■ Prompt 1 ■
Answer these questions about the Health Plan Identifier text, each on its own line:
(a) By what date must small health plans obtain an HPID?
(b) Which three kinds of entities will use the OEID to identify themselves in electronic transactions?
(c) According to the initial HHS proposals, what was the number to be used for?
■ Prompt 2 ■
Write a continuation of the Health Plan Identifier text, beginning after its final sentence.

Health Plan Identifier
The regulation requires health plans to obtain an HPID by November 5, 2014, with small health plans having an extra year until November 5, 2015. Physicians will be required to include the HPID in claims and other HIPAA transactions on or after November 7, 2016.
In addition to the HPID, a separate Other Entity Identifier (OEID) was also adopted and will be used by benefit managers, rental network preferred provider organizations (PPOs), and third-party administrators to identify themselves in electronic transactions, which will further improve transparency for physicians. Use of the HPID and OEID are expected to result in up to $6 billion dollars in savings to the health care system, the vast majority of which is expected to accrue to physicians.
The AMA was instrumental in getting HHS to require a more robust identifier than originally proposed. Initial HHS proposals just called for using the number in routing transactions, however, the AMA successfully argued that this would limit the utility of these numbers. The expanded use of the numbers outlined in the final rule will better help physicians and their staff understand who is paying them by building a foundation for a “one-stop, automated billing process."

■ Data listing ■
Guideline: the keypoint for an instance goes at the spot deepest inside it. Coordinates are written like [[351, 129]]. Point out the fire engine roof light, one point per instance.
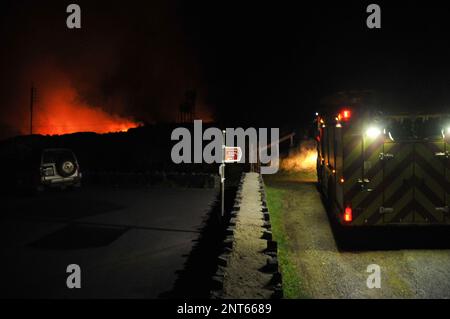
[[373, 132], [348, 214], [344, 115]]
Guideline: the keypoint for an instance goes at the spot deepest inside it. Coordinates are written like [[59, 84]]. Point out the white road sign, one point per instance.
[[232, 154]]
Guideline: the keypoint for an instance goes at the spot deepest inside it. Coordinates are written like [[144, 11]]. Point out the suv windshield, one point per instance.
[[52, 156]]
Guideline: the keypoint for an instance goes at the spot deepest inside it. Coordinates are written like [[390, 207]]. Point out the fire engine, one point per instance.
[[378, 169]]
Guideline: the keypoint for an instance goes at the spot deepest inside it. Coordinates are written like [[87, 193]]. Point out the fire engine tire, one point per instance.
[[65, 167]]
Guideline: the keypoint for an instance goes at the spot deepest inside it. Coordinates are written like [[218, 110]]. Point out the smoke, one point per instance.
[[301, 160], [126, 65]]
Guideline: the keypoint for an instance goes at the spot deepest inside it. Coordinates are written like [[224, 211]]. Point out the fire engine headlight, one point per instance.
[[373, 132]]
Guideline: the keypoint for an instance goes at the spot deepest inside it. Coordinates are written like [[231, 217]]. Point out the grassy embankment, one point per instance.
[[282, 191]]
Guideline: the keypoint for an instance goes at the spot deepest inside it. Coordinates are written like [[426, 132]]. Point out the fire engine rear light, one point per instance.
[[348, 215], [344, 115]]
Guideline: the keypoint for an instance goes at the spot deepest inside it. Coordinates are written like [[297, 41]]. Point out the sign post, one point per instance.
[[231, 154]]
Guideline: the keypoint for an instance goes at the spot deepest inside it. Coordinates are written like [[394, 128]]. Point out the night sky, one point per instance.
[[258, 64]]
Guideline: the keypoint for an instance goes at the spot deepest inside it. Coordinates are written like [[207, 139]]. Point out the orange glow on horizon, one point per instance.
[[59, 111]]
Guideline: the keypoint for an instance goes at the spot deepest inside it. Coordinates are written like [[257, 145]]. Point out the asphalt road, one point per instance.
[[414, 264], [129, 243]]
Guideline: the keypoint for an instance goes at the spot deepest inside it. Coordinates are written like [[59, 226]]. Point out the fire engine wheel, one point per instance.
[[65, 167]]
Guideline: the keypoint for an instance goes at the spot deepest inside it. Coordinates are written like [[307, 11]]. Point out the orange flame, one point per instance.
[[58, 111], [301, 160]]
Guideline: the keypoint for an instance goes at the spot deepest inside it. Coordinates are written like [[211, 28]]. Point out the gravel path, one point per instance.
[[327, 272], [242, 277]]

--

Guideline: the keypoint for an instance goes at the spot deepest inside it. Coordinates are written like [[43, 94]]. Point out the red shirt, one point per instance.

■ Answer box 1 ■
(a) November 5, 2015
(b) Benefit managers, rental network preferred provider organizations (PPOs), and third-party administrators
(c) Routing transactions

■ Answer box 2 ■
The AMA continues to encourage HHS to adopt two critical pieces to further increase transparency – a patient-specific benefit plan identifier and a standard fee schedule identifier format. The focus of the HPID must be shifted from the payer-centric system of today to a system that provides patients and their health care providers with the information they need to know to navigate each encounter. This will enable consumers to truly shop for health insurance like they do for other major purchases, and eliminate the extraordinarily high administrative overhead physicians, hospitals, and other health care providers incur today as they grapple with the multitude of different systems the various health insurers have established.
Just as physicians and other health care providers must be clearly identified on all health care transactions, health plans and their agents must also be if we are ever to fully automate the administrative aspects of the health care system. The AMA calls on the health insurance industry to use the opportunity presented by the new HPID to provide complete transparency as to the entity involved in each transaction, whether itself, its subsidiary or a contracted intermediary.